Please output the lines of the records, from the line containing "Target = wooden mast" up to and including the last line, as a JSON list of strings with one string per line. Leave out blank lines.

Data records
= = = = =

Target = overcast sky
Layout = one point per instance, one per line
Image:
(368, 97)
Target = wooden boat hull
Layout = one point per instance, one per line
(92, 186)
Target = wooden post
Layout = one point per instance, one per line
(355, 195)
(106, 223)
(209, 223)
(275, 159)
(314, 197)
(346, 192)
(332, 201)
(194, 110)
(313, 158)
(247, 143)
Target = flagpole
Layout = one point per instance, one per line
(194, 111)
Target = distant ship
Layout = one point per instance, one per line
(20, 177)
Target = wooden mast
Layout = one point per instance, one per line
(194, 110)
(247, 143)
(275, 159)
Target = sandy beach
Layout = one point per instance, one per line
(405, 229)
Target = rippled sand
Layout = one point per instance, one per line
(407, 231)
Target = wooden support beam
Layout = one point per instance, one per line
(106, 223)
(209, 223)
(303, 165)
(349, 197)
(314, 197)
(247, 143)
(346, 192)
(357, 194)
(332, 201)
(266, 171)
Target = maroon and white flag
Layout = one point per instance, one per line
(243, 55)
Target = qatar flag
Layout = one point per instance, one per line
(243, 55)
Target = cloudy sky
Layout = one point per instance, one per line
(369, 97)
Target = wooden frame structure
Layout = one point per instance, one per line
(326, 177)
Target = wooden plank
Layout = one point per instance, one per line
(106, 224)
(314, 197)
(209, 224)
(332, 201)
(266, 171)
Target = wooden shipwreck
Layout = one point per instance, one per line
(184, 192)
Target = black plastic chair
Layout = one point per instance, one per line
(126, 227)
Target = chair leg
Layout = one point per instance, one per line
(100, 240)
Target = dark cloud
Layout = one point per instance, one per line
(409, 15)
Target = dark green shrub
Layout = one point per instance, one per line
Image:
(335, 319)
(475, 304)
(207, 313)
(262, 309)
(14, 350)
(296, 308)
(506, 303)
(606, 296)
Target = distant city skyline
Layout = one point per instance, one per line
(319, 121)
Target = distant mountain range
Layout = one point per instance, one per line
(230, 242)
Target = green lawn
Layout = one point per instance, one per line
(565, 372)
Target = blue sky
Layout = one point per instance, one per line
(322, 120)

= = = = =

▶ [EXERCISE ANSWER]
[
  "Target = wooden mast",
  "Layout = one point per instance, one per line",
  "(194, 110)",
  "(247, 143)",
  "(275, 159)",
  "Target = sandy beach",
  "Layout = one point per instance, one per line",
  "(405, 229)",
  "Target = rippled sand",
  "Layout = one point per instance, one per line",
  "(407, 231)",
  "Target = wooden support beam",
  "Layout = one point per instance, one per line",
  "(106, 223)",
  "(209, 223)",
  "(303, 165)",
  "(349, 197)",
  "(314, 197)",
  "(247, 143)",
  "(346, 192)",
  "(357, 194)",
  "(332, 201)",
  "(266, 171)",
  "Target = maroon and white flag",
  "Layout = one point per instance, one per line",
  "(243, 55)",
  "Target = qatar flag",
  "Layout = one point per instance, one per line",
  "(243, 55)",
  "Target = cloudy sky",
  "Layout = one point per instance, one per line",
  "(369, 97)",
  "Target = wooden frame structure",
  "Layout = one point per instance, one per line",
  "(326, 177)",
  "Target = wooden plank",
  "Layout = one point per instance, one per line",
  "(106, 224)",
  "(314, 197)",
  "(209, 224)",
  "(332, 201)",
  "(266, 171)",
  "Target = wooden shipwreck",
  "Layout = one point per instance, one per line",
  "(184, 192)",
  "Target = black plastic chair",
  "Layout = one point per instance, one per line",
  "(126, 227)",
  "Target = chair leg",
  "Layout = one point per instance, one per line",
  "(100, 240)",
  "Target = dark cloud",
  "Layout = one point per instance, one per line",
  "(409, 15)",
  "Target = dark green shrub",
  "Layout = one point per instance, one per line",
  "Image:",
  "(335, 319)",
  "(475, 304)",
  "(207, 313)",
  "(262, 309)",
  "(14, 350)",
  "(296, 308)",
  "(506, 303)",
  "(606, 296)",
  "Target = distant city skyline",
  "Layout = one point per instance, one per line",
  "(319, 121)",
  "Target = distant mountain range",
  "Layout = one point per instance, one per line",
  "(230, 242)",
  "Target = green lawn",
  "Layout = one point per instance, one per line",
  "(565, 372)",
  "Target = blue sky",
  "Layout = one point per instance, one per line",
  "(322, 120)"
]